→ Required action
At the line containing "Target: green vegetation", begin repeating lines exactly, and stop only after the final line of the records below.

(Extracted information Opens)

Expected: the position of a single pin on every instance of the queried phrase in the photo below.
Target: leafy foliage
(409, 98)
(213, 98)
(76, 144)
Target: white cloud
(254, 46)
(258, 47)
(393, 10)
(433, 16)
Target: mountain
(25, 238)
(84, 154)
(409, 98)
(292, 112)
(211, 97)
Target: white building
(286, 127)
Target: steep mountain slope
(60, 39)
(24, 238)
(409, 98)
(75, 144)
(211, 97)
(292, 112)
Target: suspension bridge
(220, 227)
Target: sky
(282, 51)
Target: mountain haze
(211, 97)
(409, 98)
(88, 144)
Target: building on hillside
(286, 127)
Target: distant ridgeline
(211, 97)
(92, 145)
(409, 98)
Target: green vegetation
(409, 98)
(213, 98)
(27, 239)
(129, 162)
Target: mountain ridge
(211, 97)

(Extracted information Closes)

→ Response to this exercise
Target: green vegetation
(409, 98)
(213, 98)
(27, 239)
(129, 162)
Target: mountain ridge
(211, 97)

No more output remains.